→ AIM
Rewrite the passage from the text on the Google search engine ruling, starting at "In March 2010, Mr" and ending at "engine be removed.", renaming "complaint" as "grievance" throughout.

→ PROVIDED TEXT
The case has attracted worldwide attention because of its ramifications for Google and other search engines. Indeed, since the case was first publicised, Google alone has received more than 12,000 requests to be forgotten. However, what has attracted relatively little attention are the wider implications for business generally. In summary, this ruling is not just relevant for search engines. Its implications for our understanding of the territorial scope of the Directive and, arguably, our understanding of individuals’ rights will be relevant to all types of business and the financial services sector, in particular.

What was the case about?

The dispute dates back to 1998 when a Spanish newspaper mentioned an individual’s name (Mr Gonzalez) in relation to an auction for the recovery of debts. A digital copy of the article was placed on the newspaper’s website and indexed by Google’s search engine. In 2009 Mr Gonzales asked the newspaper to remove the publication. After the newspaper refused to do so, Mr Gonzalez asked Google to remove the publication from its search engine results, which Google also refused to do.

In March 2010, Mr Gonzalez lodged a complaint against both the newspaper and Google with the Spanish data protection authority, the Agencia Espanola de Proteccion de Datos (AEPD). In July 2010, the AEPD rejected the complaint relating to the Spanish newspaper. The AEPD found that the newspaper was legally justified in publishing the auction. However, the AEPD upheld the complaint against Google and ordered that the publication’s link to the search engine be removed.

Both Google’s Spanish company (Google Spain) and its US company (Google Inc.) appealed against the AEPD decision to the Audiencia Nacional (the Spanish Court). The Spanish Court stayed the proceedings and referred its legal questions to the Court for a ruling.

What was the Court asked to rule on?

In brief, the Court was asked to rule on the following three important legal questions: (i) does the Directive apply to search engines such as Google (i.e., is a search engine a data controller); (ii) does the Directive apply to Google Spain (even though the data processing servers are based in the US); and (iii) does an individual have a right under the Directive to request data be removed from accessibility by a search engine (i.e., does the Directive contain a ‘right to be forgotten’)?

Does the Directive apply to search engines?

The Court ruled that the Directive did apply to search engines as data controllers (i.e., legal entities that determine the manner and purposes of the processing of personal data). This is important as this means that a search engine is legally responsible for its processing being compliant with the Directive – provided that such processing comes within the Directive’s territorial scope.

Does the Directive apply to Google Spain (given that the data processing servers are based in the US)?

→ GIVEN RECORDS
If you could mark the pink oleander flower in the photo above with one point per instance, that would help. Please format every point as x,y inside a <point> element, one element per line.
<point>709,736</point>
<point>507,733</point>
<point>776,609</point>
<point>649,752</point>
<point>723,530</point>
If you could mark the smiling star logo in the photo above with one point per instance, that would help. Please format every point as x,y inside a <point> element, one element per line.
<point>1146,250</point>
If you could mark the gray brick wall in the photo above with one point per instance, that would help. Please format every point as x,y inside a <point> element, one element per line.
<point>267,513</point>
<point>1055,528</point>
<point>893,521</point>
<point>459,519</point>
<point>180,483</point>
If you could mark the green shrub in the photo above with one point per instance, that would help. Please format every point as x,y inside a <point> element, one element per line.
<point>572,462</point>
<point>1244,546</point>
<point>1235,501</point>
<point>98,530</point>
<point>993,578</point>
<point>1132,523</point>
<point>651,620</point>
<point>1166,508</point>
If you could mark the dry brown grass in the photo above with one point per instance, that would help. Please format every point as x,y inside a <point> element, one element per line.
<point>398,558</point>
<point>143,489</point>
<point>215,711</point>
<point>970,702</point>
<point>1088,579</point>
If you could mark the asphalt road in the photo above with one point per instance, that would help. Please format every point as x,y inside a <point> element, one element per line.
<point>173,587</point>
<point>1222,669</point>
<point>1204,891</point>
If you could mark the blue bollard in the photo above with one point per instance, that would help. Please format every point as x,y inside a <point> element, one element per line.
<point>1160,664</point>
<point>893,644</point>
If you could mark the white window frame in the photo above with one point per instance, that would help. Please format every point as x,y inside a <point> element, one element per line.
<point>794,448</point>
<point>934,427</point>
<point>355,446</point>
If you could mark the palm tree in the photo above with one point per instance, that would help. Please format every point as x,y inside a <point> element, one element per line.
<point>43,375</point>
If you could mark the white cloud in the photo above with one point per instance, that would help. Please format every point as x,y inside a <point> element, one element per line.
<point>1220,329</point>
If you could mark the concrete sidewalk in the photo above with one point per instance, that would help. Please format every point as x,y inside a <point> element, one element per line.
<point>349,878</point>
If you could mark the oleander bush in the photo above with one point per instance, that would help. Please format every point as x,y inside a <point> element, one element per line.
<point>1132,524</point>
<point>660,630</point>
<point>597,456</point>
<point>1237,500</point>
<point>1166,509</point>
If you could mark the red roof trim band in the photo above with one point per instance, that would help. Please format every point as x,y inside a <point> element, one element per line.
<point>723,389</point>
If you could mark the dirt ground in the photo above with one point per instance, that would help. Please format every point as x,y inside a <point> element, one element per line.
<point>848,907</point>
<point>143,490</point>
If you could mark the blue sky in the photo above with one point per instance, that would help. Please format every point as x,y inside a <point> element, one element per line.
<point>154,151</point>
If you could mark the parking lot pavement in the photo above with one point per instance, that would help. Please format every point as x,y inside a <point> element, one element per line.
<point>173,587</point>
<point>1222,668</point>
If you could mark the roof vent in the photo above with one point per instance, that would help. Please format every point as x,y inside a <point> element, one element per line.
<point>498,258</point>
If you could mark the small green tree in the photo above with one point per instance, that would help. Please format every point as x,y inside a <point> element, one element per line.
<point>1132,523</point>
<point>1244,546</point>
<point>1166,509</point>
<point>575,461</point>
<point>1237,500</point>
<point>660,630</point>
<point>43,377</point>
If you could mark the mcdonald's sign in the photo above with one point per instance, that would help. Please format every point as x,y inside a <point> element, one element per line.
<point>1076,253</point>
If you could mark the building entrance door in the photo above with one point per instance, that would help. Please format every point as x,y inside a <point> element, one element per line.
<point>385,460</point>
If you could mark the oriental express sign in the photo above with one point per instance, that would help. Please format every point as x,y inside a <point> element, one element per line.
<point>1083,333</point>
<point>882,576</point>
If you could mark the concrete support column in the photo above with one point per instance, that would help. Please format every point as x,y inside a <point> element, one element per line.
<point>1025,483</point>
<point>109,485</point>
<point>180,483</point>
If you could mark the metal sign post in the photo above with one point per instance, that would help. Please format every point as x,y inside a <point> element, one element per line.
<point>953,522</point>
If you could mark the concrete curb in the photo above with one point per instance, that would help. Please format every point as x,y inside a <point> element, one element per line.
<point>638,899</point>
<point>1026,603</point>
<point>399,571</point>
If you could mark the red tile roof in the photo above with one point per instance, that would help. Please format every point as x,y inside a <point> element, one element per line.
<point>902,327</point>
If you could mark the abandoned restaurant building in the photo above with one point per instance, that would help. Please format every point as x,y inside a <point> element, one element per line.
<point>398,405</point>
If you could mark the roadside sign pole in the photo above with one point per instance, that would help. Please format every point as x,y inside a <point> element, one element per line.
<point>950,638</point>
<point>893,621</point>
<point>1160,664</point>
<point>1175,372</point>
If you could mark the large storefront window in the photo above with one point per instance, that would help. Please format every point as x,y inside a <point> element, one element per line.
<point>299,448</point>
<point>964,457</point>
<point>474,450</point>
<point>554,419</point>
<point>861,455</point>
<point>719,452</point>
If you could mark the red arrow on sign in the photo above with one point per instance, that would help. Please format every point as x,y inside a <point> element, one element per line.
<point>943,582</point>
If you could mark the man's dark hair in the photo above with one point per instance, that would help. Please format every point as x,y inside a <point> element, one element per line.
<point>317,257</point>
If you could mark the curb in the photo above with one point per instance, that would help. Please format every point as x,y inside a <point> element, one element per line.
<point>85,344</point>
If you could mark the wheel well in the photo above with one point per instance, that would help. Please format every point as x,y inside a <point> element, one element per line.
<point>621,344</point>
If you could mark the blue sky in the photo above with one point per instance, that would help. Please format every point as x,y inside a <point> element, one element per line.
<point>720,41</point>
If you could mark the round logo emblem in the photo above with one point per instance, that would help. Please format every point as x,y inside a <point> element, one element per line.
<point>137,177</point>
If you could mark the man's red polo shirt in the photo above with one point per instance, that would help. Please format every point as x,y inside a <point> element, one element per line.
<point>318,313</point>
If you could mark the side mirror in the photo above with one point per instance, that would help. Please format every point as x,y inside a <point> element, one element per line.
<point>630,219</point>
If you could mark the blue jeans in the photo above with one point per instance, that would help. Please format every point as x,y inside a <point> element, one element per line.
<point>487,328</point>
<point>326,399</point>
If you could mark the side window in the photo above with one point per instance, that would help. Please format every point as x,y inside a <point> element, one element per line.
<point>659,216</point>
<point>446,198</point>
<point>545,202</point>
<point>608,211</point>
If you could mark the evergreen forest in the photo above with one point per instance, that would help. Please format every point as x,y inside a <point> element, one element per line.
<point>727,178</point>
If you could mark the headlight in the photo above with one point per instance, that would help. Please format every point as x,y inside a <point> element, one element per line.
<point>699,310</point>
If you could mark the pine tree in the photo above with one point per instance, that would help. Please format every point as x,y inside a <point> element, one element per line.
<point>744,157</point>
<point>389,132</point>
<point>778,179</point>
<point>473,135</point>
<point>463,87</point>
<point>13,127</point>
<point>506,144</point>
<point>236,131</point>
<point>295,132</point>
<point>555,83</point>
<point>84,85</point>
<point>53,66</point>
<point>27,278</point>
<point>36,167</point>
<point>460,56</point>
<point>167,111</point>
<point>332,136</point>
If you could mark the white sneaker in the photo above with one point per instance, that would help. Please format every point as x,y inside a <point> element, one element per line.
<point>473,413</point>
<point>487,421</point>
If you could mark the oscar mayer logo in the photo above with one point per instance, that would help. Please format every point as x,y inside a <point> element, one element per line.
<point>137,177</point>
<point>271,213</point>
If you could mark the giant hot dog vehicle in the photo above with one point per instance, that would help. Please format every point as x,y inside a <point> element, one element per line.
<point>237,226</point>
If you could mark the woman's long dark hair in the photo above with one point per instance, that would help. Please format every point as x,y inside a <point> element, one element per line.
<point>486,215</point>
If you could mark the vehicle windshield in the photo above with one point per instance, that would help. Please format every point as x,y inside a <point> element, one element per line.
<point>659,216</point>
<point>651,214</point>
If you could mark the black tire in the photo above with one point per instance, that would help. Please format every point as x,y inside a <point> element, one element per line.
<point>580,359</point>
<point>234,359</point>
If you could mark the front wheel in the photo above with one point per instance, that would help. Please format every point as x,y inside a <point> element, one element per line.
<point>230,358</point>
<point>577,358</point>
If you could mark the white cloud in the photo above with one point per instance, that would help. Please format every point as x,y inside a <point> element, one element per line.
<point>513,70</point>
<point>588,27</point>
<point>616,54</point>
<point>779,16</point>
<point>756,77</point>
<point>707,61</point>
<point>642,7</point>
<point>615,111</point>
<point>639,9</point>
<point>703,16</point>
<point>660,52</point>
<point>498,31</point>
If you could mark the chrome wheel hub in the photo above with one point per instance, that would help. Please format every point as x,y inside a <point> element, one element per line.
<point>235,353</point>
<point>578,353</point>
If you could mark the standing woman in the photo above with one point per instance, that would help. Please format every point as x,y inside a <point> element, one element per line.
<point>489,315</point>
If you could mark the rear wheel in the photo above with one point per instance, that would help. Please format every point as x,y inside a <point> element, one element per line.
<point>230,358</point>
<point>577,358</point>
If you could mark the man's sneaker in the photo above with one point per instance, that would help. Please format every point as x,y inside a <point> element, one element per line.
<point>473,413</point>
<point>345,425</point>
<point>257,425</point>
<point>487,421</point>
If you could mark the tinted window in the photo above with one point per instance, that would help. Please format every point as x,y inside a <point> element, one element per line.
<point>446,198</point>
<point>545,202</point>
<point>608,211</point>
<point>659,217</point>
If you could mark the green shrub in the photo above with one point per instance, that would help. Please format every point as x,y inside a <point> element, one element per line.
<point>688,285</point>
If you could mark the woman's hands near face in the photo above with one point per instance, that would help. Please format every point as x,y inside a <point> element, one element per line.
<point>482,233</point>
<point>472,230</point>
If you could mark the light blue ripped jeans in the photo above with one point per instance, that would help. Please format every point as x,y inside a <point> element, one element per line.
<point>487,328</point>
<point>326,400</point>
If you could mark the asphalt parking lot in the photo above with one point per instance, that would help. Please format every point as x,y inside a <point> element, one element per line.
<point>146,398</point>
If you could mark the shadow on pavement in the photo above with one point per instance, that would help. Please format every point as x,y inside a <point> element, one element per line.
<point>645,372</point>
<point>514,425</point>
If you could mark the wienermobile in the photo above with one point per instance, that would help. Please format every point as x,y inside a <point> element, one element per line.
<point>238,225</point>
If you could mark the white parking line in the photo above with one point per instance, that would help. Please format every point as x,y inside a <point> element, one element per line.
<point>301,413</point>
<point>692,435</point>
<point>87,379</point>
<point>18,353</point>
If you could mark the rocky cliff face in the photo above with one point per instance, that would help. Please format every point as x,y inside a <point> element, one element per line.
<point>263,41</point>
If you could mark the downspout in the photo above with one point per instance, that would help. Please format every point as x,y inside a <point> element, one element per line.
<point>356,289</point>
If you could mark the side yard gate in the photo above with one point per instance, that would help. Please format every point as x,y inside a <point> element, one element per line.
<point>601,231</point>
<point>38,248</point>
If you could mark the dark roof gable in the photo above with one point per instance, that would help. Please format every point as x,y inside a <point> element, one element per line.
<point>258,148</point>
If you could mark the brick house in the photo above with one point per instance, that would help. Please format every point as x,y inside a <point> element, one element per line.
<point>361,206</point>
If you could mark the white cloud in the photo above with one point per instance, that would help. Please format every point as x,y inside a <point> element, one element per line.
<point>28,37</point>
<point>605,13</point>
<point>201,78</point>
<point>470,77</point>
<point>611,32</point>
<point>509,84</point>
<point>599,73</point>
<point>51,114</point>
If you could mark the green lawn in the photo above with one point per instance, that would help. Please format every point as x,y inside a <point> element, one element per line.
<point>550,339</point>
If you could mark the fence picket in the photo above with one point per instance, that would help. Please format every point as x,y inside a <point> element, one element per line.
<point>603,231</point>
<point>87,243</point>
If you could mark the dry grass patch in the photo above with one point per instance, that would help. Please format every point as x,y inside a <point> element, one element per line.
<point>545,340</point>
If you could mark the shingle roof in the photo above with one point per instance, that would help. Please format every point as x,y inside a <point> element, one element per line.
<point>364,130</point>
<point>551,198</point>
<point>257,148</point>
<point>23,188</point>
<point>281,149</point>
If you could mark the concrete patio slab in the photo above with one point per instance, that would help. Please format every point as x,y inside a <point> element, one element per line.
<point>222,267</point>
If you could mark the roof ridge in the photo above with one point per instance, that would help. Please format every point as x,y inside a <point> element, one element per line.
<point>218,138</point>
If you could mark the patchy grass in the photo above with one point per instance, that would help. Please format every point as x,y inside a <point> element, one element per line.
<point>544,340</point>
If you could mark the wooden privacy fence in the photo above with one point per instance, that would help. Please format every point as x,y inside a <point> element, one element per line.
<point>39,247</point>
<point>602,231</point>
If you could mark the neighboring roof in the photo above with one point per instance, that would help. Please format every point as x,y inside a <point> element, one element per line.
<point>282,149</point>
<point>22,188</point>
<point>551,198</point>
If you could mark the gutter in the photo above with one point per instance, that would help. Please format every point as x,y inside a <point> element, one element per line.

→ OUTPUT
In March 2010, Mr Gonzalez lodged a grievance against both the newspaper and Google with the Spanish data protection authority, the Agencia Espanola de Proteccion de Datos (AEPD). In July 2010, the AEPD rejected the grievance relating to the Spanish newspaper. The AEPD found that the newspaper was legally justified in publishing the auction. However, the AEPD upheld the grievance against Google and ordered that the publication’s link to the search engine be removed.